Excerpt:
=-=-=
So when people talk about "limited government," I have to wonder, as opposed to what?

----------


## erowe1

> Therein is the main problem with anarchists. There are several problems with the "equation" above. For starters, there are many types of government in the world. Besides civil (state) government, there also exists family government, church government, and self-government (which is the basis for the other three). Just labeling the left side of the "equation" as "government" says absolutely nothing, if the term is not defined and explained on what level the word "government" is being used.


This is such an important distinction. We should be more careful with our terminology. Our enemy is not government in general, or even civil government. It is specifically the state.

----------


## Theocrat

> The word "government" is used so rarely in those contexts that it doesn't need qualification in modern everyday language.  It's a semantic shift in the American idiom issue-it happens in every language.  When someone says "the government", does your family or church spring to mind?  
> 
> At any rate, even in rather esoteric discussion like this one, the anarchist definition of "government" has been so thoroughly discussed in anarchist literature that it doesn't need to be qualified every time the subject comes up.


That's the problem, my friend. We, as a people, have been so conditioned to thinking of only one type of government (the civic one) when the term "government" is used that we have forgotten that there are other governments out there which have other jurisdictions in individuals' lives. It is such ignorance of those other types of governments which has allowed the American civil government (both on the state and federal levels) to usurp the authorities of the other types of governments.

For instance, in the area of family government, it is the parents' chief responsibility to educate their child(ren). However, the civil government has taken over that duty, supposing that it is the primary role of the state and federal governments to educate children, not the parents'. Thus, the civil government has usurped family government in the arena of education (which is a private affair, anyway).

So, when I hear someone use the term "government," I've trained myself to ask, "What government is that person referring to?" Anarchist literature may define "government" as exclusively a civil polity or organization, such as the United States. However, that is a very limited view of what "government" truly entails. And as long as anarchists confine the word "government" to mean simply a civil entity (or "the State"), they will never come to a true solution and strategy of how society can uphold freedom, prosperity, and peace for all people, in my opinion.

----------


## heavenlyboy34

> That's the problem, my friend. We, as a people, have been so conditioned to thinking of only one type of government (the civic one) when the term "government" is used that we have forgotten that there are other governments out there which have other jurisdictions in individuals' lives. It is such ignorance of those other types of governments which has allowed the American civil government (both on the state and federal levels) to usurp the authorities of the other types of governments.
> 
> For instance, in the area of family government, it is the parents' chief responsibility to educate their child(ren). However, the civil government has taken over that duty, supposing that it is the primary role of the state and federal governments to educate children, not the parents'. Thus, the civil government has usurped family government in the arena of education (which is a private affair, anyway).
> 
> So, when I hear someone use the term "government," I've trained myself to ask, "What government is that person referring to?" Anarchist literature may define "government" as exclusively a civil polity or organization, such as the United States. However, that is a very limited view of what "government" truly entails. And as long as anarchists confine the word "government" to mean simply a civil entity (or "the State"), they will never come to a true solution and strategy of how society can uphold freedom, prosperity, and peace for all people, in my opinion.


Cool, we agree.   To be far to anarchists, however, in their literature they are very specific in what they mean by "government" and "The State".
=-=-=
(Segmentation dataset records)
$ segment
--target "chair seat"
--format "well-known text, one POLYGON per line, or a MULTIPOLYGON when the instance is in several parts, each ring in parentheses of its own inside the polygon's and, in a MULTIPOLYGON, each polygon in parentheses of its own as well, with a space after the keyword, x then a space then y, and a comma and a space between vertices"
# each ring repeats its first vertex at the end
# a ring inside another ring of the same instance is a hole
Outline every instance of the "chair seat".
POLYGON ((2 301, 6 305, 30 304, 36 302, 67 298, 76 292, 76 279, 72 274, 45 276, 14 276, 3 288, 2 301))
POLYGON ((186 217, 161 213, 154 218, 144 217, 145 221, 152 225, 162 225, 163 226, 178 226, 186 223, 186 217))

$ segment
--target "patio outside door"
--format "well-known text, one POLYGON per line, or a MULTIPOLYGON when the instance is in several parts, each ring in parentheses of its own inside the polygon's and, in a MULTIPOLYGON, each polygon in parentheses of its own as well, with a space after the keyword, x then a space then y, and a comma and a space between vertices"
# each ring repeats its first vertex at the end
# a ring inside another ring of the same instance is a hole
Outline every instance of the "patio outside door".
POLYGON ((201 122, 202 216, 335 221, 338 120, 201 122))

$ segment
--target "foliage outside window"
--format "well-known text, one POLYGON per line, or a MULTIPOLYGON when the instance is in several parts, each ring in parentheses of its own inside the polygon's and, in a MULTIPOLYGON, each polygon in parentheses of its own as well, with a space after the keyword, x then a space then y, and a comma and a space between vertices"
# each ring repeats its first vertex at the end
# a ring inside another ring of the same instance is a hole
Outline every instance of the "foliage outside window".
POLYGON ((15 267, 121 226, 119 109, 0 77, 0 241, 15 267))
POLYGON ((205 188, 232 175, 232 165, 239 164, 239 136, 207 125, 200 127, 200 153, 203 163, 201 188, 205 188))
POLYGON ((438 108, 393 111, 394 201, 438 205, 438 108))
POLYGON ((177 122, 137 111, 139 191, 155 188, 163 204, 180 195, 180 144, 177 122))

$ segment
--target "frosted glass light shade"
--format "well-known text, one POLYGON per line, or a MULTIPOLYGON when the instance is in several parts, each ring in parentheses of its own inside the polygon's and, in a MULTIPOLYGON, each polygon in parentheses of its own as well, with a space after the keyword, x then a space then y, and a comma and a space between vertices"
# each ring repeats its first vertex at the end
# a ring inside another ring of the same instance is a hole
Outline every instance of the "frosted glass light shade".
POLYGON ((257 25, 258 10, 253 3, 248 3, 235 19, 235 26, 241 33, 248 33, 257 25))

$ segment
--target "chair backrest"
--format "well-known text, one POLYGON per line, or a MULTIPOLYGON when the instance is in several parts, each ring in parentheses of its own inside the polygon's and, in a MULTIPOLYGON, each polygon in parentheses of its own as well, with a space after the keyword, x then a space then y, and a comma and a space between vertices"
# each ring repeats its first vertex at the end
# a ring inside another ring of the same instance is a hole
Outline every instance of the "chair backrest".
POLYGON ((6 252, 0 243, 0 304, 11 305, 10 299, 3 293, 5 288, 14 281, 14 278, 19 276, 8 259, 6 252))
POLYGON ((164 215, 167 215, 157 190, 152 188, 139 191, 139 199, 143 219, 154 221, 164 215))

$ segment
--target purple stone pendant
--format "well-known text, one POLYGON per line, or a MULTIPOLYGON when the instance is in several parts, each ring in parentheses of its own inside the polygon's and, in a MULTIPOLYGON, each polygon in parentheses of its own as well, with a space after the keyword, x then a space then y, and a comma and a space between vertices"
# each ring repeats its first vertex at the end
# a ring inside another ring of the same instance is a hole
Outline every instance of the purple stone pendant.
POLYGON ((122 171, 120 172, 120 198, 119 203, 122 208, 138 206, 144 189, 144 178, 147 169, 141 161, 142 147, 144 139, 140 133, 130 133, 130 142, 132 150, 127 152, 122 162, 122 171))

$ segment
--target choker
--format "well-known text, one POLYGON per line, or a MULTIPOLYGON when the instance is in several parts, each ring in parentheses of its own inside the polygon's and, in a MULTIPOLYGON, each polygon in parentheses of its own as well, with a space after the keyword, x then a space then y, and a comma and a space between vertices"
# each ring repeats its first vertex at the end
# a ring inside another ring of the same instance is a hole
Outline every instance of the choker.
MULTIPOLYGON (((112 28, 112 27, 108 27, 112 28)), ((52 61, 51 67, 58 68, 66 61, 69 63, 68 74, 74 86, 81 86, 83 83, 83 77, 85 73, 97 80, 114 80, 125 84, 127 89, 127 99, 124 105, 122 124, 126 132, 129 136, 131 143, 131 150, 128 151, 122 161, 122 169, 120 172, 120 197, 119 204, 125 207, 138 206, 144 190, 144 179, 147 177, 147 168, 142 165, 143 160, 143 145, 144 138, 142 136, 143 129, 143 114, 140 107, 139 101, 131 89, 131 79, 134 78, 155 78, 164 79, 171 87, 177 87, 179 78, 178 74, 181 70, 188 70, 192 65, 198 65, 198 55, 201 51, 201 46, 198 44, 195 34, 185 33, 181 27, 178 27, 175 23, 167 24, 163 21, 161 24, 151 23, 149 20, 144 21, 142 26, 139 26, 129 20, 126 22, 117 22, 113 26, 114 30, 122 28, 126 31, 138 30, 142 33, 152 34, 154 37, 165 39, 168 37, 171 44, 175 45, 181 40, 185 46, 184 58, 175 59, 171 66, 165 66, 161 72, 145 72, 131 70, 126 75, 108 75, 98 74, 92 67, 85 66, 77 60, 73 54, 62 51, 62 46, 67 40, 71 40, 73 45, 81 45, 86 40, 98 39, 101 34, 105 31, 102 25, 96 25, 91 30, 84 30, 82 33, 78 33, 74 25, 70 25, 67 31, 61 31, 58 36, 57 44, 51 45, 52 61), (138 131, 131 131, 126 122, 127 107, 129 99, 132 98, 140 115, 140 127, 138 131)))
=-=-=
Problems to solve:
a. From the thread on government, copy the passage from "## Theocrat" up to and including "spring to mind?".
b. Report each line of the listing that contains the string "outside".

Task-by-task answers:
a.
## Theocrat

> The word "government" is used so rarely in those contexts that it doesn't need qualification in modern everyday language.  It's a semantic shift in the American idiom issue-it happens in every language.  When someone says "the government", does your family or church spring to mind?

b.
--target "patio outside door"
Outline every instance of the "patio outside door".
--target "foliage outside window"
Outline every instance of the "foliage outside window".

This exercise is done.